Exercise objective
Starting at the first of the rows below and ending with the line that contains "[(127, 1260)]", write each line out again, requests included. Scale only the x and y coordinates in the answers by 0.4, rounding to whole numbers with halves going up.

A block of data
----

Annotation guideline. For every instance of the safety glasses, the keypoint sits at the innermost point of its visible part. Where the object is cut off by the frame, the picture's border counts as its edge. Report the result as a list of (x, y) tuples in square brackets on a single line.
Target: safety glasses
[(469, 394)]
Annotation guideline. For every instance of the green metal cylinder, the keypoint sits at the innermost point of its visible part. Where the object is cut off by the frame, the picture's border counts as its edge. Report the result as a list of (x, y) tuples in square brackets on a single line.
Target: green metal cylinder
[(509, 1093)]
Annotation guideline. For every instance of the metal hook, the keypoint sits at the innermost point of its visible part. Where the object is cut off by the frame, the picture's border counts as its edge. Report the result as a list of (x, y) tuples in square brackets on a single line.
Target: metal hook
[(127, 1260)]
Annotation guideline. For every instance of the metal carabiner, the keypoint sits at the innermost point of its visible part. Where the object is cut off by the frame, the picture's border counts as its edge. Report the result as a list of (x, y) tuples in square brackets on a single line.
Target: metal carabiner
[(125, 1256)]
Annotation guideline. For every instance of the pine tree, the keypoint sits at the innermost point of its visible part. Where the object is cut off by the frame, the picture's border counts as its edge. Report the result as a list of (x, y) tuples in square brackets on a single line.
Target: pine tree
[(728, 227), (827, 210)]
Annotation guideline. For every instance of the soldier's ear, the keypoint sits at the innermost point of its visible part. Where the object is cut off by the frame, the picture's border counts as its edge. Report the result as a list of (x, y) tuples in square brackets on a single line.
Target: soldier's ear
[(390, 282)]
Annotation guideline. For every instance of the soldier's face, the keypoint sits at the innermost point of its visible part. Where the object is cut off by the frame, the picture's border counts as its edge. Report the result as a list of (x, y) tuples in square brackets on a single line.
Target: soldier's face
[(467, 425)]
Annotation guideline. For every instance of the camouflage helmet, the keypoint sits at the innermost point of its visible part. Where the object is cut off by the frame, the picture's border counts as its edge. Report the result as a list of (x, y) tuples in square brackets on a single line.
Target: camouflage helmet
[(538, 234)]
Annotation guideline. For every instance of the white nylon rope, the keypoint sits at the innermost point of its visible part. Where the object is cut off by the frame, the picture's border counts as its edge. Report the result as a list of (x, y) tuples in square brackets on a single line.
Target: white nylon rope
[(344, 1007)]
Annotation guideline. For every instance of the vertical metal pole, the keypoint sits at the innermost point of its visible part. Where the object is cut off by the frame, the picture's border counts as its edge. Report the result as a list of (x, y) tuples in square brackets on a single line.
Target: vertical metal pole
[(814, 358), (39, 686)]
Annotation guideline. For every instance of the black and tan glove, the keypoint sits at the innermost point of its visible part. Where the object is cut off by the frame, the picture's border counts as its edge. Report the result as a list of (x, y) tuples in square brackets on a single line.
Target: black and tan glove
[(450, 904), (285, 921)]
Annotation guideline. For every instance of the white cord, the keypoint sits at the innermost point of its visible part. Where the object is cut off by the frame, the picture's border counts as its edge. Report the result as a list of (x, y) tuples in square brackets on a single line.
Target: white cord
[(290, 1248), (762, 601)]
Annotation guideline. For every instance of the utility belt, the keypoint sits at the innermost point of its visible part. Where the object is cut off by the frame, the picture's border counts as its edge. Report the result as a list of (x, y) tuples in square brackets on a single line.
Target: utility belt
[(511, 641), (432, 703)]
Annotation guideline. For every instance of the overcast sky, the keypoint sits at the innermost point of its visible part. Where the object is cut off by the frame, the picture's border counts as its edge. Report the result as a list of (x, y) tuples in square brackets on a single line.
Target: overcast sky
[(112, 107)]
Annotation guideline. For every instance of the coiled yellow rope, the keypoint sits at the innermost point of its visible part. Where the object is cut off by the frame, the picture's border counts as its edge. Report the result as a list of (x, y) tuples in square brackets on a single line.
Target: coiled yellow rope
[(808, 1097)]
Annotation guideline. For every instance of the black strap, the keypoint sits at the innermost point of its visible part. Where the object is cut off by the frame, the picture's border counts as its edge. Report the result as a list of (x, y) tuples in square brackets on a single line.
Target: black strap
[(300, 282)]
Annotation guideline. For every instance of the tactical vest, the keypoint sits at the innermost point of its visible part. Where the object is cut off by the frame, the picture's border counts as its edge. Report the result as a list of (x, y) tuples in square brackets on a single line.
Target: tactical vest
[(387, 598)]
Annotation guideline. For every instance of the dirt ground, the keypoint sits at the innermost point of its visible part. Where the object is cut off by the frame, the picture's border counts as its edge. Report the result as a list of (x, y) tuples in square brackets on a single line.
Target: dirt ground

----

Correct output
Annotation guideline. For every instance of the safety glasses, the keypoint sits at the innermost point of its visible part. Where the object is cut off by the frame, the picture's border counts as its edge. Report the result as a list of (x, y) tuples in square brackets on a single line.
Target: safety glasses
[(188, 158)]
Annotation guideline. For every instance of the green metal cylinder, the keypoint sits at the innermost point of its visible part. Where the object is cut off by the frame, the picture's border counts as its edge. Report the result as a list of (x, y) tuples in square brackets on a single line.
Target: green metal cylinder
[(204, 437)]
Annotation guideline. For every instance of the metal hook, the keypoint sits at the innermost point of its visible part. Where the object is cut off by the frame, the picture's border counts as its edge. Report the result as a list of (x, y) tuples in square brackets on a single line.
Target: metal hook
[(51, 504)]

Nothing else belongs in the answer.